## Exercise directions
Leave out the pictures, then reproduce the rest of the material exactly.

* start Records for the exercise *

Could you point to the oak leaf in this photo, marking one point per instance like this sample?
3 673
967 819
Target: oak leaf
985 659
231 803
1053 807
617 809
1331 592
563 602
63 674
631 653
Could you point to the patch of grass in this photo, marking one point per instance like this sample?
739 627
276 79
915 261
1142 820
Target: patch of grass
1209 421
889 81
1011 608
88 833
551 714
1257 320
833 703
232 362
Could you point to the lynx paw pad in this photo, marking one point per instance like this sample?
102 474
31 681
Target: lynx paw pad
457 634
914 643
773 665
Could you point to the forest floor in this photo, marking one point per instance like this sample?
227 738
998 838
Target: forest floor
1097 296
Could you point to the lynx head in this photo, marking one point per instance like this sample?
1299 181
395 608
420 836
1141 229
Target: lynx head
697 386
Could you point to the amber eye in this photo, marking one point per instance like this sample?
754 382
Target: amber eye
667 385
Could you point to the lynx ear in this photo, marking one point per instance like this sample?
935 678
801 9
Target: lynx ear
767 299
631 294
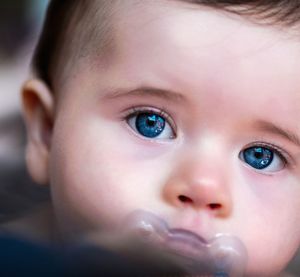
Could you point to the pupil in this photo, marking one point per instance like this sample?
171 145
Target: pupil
151 122
150 125
258 157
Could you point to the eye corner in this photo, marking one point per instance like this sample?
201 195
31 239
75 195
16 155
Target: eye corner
151 124
264 159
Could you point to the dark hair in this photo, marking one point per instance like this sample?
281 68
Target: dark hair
69 23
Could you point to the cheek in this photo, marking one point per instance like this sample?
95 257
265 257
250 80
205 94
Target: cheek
270 221
99 179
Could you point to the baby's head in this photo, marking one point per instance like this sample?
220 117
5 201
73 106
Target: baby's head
187 109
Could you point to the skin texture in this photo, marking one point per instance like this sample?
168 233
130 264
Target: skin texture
223 75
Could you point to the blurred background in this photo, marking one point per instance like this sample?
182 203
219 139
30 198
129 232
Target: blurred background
20 24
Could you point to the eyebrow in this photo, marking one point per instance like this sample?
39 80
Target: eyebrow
276 130
143 92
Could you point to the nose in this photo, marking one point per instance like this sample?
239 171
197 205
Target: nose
201 187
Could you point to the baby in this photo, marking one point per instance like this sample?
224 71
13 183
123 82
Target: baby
186 109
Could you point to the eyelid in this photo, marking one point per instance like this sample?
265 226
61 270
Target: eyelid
283 155
161 112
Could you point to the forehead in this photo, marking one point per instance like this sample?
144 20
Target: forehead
218 51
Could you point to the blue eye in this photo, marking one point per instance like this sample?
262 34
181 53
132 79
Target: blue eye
151 125
263 158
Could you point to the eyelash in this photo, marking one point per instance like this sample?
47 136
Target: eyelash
283 155
137 110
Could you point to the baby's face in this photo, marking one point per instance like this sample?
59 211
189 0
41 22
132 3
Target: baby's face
195 118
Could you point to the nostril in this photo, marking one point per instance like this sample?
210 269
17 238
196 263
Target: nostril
214 206
185 199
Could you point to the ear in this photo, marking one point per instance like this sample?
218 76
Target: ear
38 110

* end Records for the exercise *

## Response
Could you point to the oak leaf in this photo, marking one point per instance like this sample?
3 673
967 819
Target: oak leaf
985 659
231 803
1053 807
617 809
1331 592
563 602
63 674
631 653
Could you point to the patch of grass in this photo, marking one point per instance like this sample?
739 627
276 79
915 261
1142 820
Target: patch of grass
1209 421
889 81
1011 608
88 833
551 714
1257 320
833 703
232 362
Could you point to the lynx paw pad in this photo, marking one point per instance like this sample?
102 474
31 681
Target: lynx paw pad
457 634
914 643
773 665
Could you point to the forest floor in this photo, marking one point per instance like this sample?
227 738
998 838
Target: forest floor
1097 296
Could you point to the lynx head in this photo, marking one point per instance like this sample?
1299 181
395 608
420 836
1141 229
Target: lynx head
697 386
Could you point to the amber eye in this photo, marking one point per instance like this sample?
754 382
Target: amber eye
667 385
Could you point to the lynx ear in this photo, marking one point per instance like this sample?
935 678
801 9
Target: lynx ear
767 299
631 294
Could you point to the pupil in this photo, marking one point per instance like this sample?
171 145
Target: pupil
151 122
150 125
258 157
Could you point to the eye corner in this photo, marking one point per instance like this sample?
201 195
31 239
75 195
16 155
Target: eye corner
151 124
264 159
Could you point to the dark hair in this photo, marking one point per instance like this sample?
281 68
Target: dark hair
69 23
Could you point to the cheek in this photo, marking one point per instance like this sample?
95 257
265 257
250 80
205 94
Target: cheek
270 221
99 179
Could you point to the baby's head in this photo, marking one point per instance like this sample?
220 117
5 201
73 106
Target: baby's head
187 109
Could you point to the skin texture in this photo, marking one point per instance like this sample?
168 233
130 264
Target: skin texture
223 75
Could you point to the blurred background in this photo, marking one point per instance like this sample?
182 203
219 139
30 198
129 232
Target: blurred background
20 24
Could you point to the eyebrow in this photo, marking one point per instance like this sample?
39 80
Target: eyebrow
276 130
143 92
Could you point to the nose in this photo, marking one point per instance like this sample?
239 171
197 205
Target: nose
201 187
Could you point to the baby in this photo, marking one point per instance like this sample?
224 71
13 183
123 82
Target: baby
186 109
Could you point to the eyelid in this photo, marking one point per instance like this sample?
265 226
61 270
Target: eyelid
283 155
161 112
Could you point to the forehead in this photo, marking one point per instance like this sample?
144 20
Target: forehead
218 51
Could you point to the blue eye in this photo, marking one point per instance like this sample?
262 34
181 53
132 79
Target: blue eye
151 125
263 158
Could you point to the eyelash in this photo, marking one point per instance like this sample?
47 136
Target: eyelash
283 155
137 110
Could you point to the baby's face in this photo, marking one point per instance like this sample?
59 211
189 0
41 22
132 3
Target: baby's face
195 118
Could you point to the nostril in this photo, marking one point per instance like this sample?
210 269
17 238
196 263
Target: nostril
214 206
185 199
Could you point to the ear in this photo, marking one point per instance like this sample?
218 76
Target: ear
38 110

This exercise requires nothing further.